(Location annotation dataset excerpts)
# # # # # # #

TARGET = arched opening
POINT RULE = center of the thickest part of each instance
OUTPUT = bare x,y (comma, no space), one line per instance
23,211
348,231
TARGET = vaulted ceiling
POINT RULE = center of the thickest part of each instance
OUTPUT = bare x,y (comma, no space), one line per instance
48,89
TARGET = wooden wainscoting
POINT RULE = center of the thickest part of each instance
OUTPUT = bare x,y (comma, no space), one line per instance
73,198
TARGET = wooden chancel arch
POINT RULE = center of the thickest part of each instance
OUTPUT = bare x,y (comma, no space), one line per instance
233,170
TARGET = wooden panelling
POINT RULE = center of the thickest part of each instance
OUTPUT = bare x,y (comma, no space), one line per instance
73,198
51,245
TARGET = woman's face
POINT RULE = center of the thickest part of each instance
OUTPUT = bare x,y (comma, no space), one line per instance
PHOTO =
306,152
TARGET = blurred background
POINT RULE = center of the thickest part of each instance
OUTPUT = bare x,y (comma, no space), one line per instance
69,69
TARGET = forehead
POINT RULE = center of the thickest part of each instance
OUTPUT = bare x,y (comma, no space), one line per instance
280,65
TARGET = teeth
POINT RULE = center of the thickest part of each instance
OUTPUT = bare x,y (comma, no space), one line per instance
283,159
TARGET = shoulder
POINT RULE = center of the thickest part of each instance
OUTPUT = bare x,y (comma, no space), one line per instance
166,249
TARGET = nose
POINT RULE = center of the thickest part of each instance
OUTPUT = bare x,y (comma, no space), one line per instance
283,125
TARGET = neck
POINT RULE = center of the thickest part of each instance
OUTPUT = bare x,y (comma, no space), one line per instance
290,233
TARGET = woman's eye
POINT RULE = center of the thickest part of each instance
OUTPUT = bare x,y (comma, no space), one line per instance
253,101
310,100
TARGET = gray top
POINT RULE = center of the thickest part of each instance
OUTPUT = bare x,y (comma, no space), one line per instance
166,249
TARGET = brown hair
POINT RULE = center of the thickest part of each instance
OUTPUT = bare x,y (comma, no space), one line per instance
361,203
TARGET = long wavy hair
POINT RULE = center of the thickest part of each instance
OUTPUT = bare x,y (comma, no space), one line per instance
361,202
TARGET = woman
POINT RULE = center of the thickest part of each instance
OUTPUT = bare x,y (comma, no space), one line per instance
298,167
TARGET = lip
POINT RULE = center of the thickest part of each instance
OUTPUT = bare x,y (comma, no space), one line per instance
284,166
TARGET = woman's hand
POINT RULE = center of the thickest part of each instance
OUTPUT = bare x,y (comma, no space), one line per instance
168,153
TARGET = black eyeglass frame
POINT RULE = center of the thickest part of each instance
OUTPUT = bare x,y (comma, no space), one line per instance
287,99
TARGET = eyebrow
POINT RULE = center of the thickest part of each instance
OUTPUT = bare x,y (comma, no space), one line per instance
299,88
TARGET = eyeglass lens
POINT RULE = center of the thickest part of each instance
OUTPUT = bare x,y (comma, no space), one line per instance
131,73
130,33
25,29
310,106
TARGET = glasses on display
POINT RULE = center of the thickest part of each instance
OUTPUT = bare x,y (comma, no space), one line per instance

# # # # # # #

## DO THIS
Output the lines above verbatim and in full.

## ANSWER TO THIS PROBLEM
TARGET = arched opening
POINT RULE = center of the thickest part of each instance
OUTPUT = bare x,y (comma, no space), one line per instance
23,211
348,231
TARGET = vaulted ceiling
POINT RULE = center of the thickest part of each instance
OUTPUT = bare x,y (comma, no space), one line per instance
48,89
TARGET = wooden wainscoting
POINT RULE = center of the thickest part of each instance
OUTPUT = bare x,y (comma, no space), one line per instance
73,198
TARGET = wooden chancel arch
POINT RULE = center of the thickest part of each instance
OUTPUT = bare x,y (comma, no space), one line per instance
233,170
TARGET = wooden panelling
POINT RULE = center of the thickest part of each instance
OUTPUT = bare x,y (comma, no space), one line per instance
73,198
51,245
TARGET = woman's face
POINT RULE = center of the thickest part of each instance
OUTPUT = bare x,y (comma, no space), one line per instance
PHOTO =
306,152
TARGET = blurred background
POINT RULE = center of the thickest part of each instance
OUTPUT = bare x,y (comma, no space), one line per instance
69,69
TARGET = forehead
POINT RULE = center of the thickest part of each instance
OUTPUT = bare x,y (comma, no space), one line per instance
280,65
TARGET = teeth
POINT RULE = center of the thickest part of each instance
OUTPUT = bare x,y (comma, no space), one line per instance
283,159
TARGET = shoulder
POINT RULE = center of the thickest part of each instance
OUTPUT = bare x,y (comma, no space), one line per instance
166,249
TARGET = nose
POINT RULE = center of the thickest part of each instance
OUTPUT = bare x,y (comma, no space), one line per instance
283,125
TARGET = neck
POINT RULE = center of the thickest part of each instance
OUTPUT = bare x,y (comma, no space), one line per instance
290,233
TARGET = woman's eye
POINT RULE = center of the thickest part of each instance
OUTPUT = bare x,y (comma, no space), one line per instance
253,101
310,100
TARGET = gray top
POINT RULE = center of the thickest part of each instance
OUTPUT = bare x,y (comma, no space), one line per instance
166,249
TARGET = brown hair
POINT RULE = center of the thickest part of each instance
OUTPUT = bare x,y (comma, no space), one line per instance
361,203
TARGET = long wavy hair
POINT RULE = center of the thickest part of each instance
OUTPUT = bare x,y (comma, no space), one line per instance
361,202
TARGET = woman
POINT RULE = center of the thickest part of each instance
OUTPUT = bare x,y (comma, no space), one line per instance
298,167
TARGET = lip
POINT RULE = center of the thickest part of each instance
OUTPUT = bare x,y (comma, no space), one line per instance
284,166
TARGET = woman's hand
POINT RULE = center of the thickest part of each instance
OUTPUT = bare x,y (comma, no space), one line per instance
168,153
TARGET = black eyeglass frame
POINT RULE = center of the thickest part of each instance
OUTPUT = bare x,y (comma, no space), one line per instance
287,99
TARGET = eyebrow
POINT RULE = center of the thickest part of each instance
OUTPUT = bare x,y (comma, no space), one line per instance
299,88
TARGET = eyeglass lens
POINT RULE = center of the thickest part of each instance
OUTPUT = bare x,y (comma, no space), one line per instance
131,73
130,33
25,29
310,106
TARGET = glasses on display
POINT RULE = center of the thickest part of each instance
OUTPUT = bare x,y (comma, no space), one line per instance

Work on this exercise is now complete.